- Task to complete: Each entry below must be repeated exactly. Leave the pictures out of it.

[Dataset entries]
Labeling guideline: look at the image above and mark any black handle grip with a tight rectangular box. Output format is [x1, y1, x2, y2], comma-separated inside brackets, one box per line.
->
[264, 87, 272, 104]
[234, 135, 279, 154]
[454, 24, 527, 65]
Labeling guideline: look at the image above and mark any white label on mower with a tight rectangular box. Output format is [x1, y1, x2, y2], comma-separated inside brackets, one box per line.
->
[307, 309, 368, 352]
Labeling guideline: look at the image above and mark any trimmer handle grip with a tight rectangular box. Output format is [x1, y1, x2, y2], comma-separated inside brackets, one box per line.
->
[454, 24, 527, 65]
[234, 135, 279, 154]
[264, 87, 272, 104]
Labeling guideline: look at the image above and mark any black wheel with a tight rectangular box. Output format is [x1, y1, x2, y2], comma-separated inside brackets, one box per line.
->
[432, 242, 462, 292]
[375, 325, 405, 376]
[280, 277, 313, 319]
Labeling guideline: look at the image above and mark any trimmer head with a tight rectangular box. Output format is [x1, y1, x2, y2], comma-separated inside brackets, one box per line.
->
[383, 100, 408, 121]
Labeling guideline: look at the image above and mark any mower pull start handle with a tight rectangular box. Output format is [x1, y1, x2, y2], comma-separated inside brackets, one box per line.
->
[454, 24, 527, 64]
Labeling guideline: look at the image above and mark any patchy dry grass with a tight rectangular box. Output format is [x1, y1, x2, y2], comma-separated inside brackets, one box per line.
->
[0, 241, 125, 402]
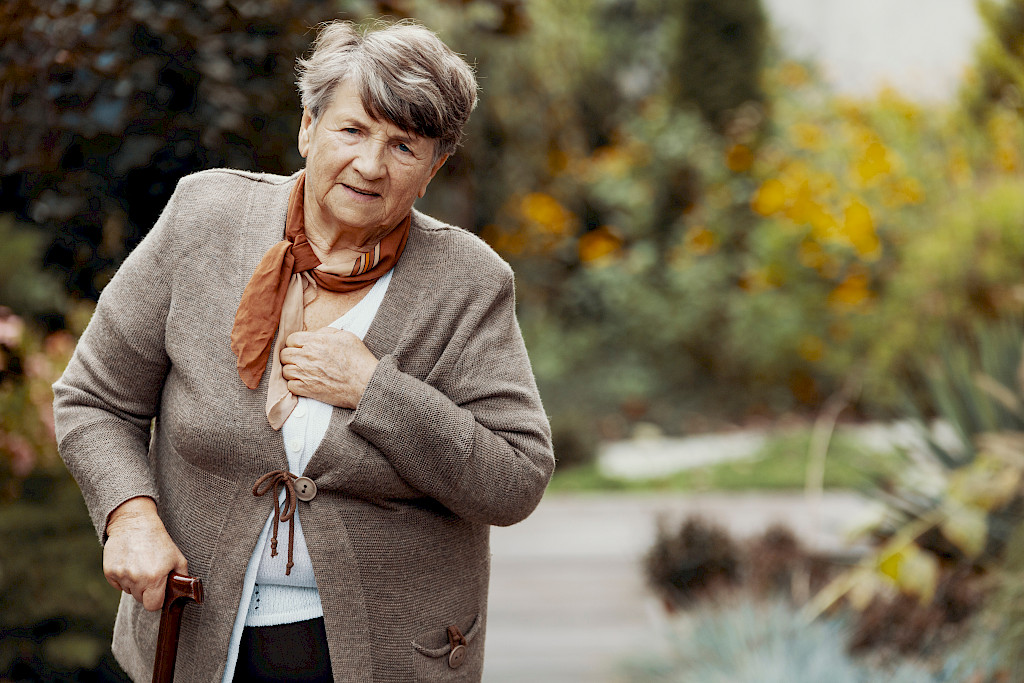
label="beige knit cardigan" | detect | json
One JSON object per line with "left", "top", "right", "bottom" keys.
{"left": 52, "top": 168, "right": 554, "bottom": 683}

- Solution for this exercise:
Labeling guideline: look at the image above and mark any black handle grip with a tight rectangular box. Output format is [x1, y1, x2, y2], comma-separated inside brackets, one box per line.
->
[264, 87, 272, 104]
[234, 135, 279, 154]
[454, 24, 527, 65]
Labeling guideline: look at the image above and mark any white label on mower with a tight rectangular box. Output format is [x1, y1, x2, y2], comma-separated inside brackets, one box per line.
->
[307, 309, 368, 352]
Labeling guideline: look at the image above and mark any trimmer handle grip with a tight rectangular box. Output format is [x1, y1, x2, y2], comma-separated inside brackets, one box per line.
->
[454, 24, 527, 65]
[234, 135, 279, 154]
[264, 87, 272, 104]
Labeling guideline: look at the image above and mark any black wheel with a tight rectangular box. Output format is [x1, y1, x2, y2], comma-separated inside brackets, one box per line.
->
[432, 242, 462, 292]
[375, 325, 405, 376]
[280, 277, 313, 319]
Labeling guideline: look at the image above and mark any trimmer head with a tight rectangular box. Output format is [x1, y1, x2, y2], comma-separated inside brackets, one box per line.
->
[383, 100, 408, 121]
Labeling guideline: look at the image above and mark any mower pull start handle with a tight rectangular box. Output format is [x1, y1, x2, y2], comma-separated inside brackets, one box per line.
->
[454, 24, 527, 64]
Labeling guideline: look at the image above and mark any patchy dry grass with a tight rectangular box. Output format is [x1, y1, x2, y2], comma-separated inside brackets, one box per line.
->
[0, 241, 125, 402]
label="beige knit cardigan" | detect | json
One JSON object per line with "left", "top", "right", "bottom" keys.
{"left": 52, "top": 168, "right": 554, "bottom": 683}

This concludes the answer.